----- EXTRAIT DU DOCUMENT
Urteilskopf
81 I 219
35. Arrêt du 13 juillet 1955 dans la cause Rotner contre Herzig et Juge de paix du cercle de Vevey.
Regeste
Art. 59 Abs. 1 BV.
Eine durch ein dingliches Recht gesicherte Forderung kann beim Richter des Orts, wo sich das Pfand befindet, geltend gemacht werden, wenn der Schuldner nicht nur das Pfand- oder Retentionsrecht, sondern auch die Höhe der Forderung bestreitet,es sei denn, dass der Gläubiger mit der Geltendmachung des Pfandrechts offensichtlich Art. 59 Abs. 1 BV zu umgehen sucht. - Gilt auch, wenn die Forderung den Wert des Pfandes übersteigt.
Jean Herzig a ouvert contre Jacques Rotner une poursuite en réalisation de gage pour le montant de 618 fr., invoquant un droit de rétention sur deux pneus usagés qui se trouvaient en sa possession. Rotner a fait opposition jusqu'à concurrence de 468 fr. au commandement de payer de l'Office des poursuites de Vevey qui lui a été notifié à Zurich le 24 mars 1955, et a contesté le droit de gage. Par exploit du 1er avril 1955, Herzig a ouvert action contre Rotner et conclu au paiement de la somme de 468 fr. avec intérêt à 5% dès le 24 avril 1952, à la mainlevée de l'opposition pour ce montant et à la reconnaissance de son droit de rétention sur les deux pneus usagés.
Par lettre du 21 avril 1955, l'avocat du défendeur, Me von Büren, a contesté la compétence du Juge de paix de Vevey et informé ce magistrat que Rotner ne se présenterait en conséquence pas à son audience. Il a fait valoir que Rotner avait son domicile à Zurich et qu'il devait être recherché devant le juge de ce lieu, le fait que Herzig prétendait posséder un droit de gage n'ayant pas pour effet de créer un for à Vevey.
Statuant le 11 mai 1955 par défaut contre le défendeur qui ne s'était pas présenté, le Juge de paix de Vevey a considéré "qu'une créance garantie par un gage mobilier perd le caractère d'une réclamation personnelle au sens de l'art. 59 CF", a admis sa compétence et accueilli les conclusions du demandeur.
----------
----- DONNÉES ENREGISTRÉES
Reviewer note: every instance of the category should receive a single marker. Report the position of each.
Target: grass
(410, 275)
----------
■ TRAVAIL À FAIRE:
Dans l'extrait de l'arrêt, sur quels objets Jean Herzig fait-il valoir un droit de rétention ? Ces données viennent d'une autre source.

■ RÉPONSE ATTENDUE:
Sur deux pneus usagés qui se trouvaient en sa possession.